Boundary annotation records
— START —

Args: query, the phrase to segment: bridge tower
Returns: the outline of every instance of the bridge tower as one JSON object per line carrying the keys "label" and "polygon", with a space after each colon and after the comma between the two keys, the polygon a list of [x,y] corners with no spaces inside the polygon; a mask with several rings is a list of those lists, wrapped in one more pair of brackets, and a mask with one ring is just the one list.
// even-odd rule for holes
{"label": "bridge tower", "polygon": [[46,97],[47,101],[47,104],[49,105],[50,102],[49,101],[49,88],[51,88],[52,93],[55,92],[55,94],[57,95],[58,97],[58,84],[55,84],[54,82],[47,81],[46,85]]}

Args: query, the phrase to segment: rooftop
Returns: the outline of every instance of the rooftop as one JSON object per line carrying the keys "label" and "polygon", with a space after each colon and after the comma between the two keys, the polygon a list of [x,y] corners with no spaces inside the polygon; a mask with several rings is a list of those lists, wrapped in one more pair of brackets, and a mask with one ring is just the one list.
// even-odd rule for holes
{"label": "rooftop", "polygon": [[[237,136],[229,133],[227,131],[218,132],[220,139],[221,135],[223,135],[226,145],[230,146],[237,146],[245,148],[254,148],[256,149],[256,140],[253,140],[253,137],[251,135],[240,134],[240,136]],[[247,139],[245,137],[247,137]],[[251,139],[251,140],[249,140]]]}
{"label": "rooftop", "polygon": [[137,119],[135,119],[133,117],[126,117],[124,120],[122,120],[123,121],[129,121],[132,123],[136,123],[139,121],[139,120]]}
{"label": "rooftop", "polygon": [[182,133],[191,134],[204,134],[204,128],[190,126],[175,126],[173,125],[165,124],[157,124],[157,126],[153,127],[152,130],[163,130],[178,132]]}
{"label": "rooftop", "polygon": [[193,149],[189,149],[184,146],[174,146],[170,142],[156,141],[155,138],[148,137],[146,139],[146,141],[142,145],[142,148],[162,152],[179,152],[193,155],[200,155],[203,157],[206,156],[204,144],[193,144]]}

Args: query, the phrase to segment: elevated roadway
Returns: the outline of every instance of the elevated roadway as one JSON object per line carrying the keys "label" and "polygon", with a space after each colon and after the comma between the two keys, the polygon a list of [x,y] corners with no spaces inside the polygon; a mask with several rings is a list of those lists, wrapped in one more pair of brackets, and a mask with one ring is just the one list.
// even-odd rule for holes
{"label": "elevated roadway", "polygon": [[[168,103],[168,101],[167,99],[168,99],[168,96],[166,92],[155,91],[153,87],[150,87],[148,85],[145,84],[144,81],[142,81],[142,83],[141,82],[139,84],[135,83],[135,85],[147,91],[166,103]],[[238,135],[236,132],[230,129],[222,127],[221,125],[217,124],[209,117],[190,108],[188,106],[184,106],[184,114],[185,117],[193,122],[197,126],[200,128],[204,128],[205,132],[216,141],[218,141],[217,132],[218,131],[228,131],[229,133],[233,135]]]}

— END —

Repeat exactly, and only, the lines from the one containing "Args: query, the phrase to segment: elevated" through the end of the material.

Args: query, the phrase to segment: elevated roadway
Returns: the outline of every instance of the elevated roadway as one JSON object per line carrying the keys "label" and "polygon", with a space after each colon and after the comma between the two keys, the polygon a list of [x,y] corners with no spaces inside the polygon; a mask with several rings is a list of those lists, wrapped in one more pair of brackets, and a mask with one ring is just the one list.
// even-odd rule for holes
{"label": "elevated roadway", "polygon": [[[168,103],[168,101],[167,99],[168,99],[168,96],[166,92],[155,91],[153,87],[150,87],[148,85],[145,84],[144,81],[142,81],[142,83],[141,82],[139,84],[135,83],[135,85],[147,91],[166,103]],[[238,135],[236,132],[230,129],[222,127],[221,125],[217,124],[209,117],[190,108],[188,106],[184,106],[184,114],[185,117],[193,122],[197,126],[200,128],[204,128],[205,132],[216,141],[218,141],[217,132],[218,131],[228,131],[229,133],[233,135]]]}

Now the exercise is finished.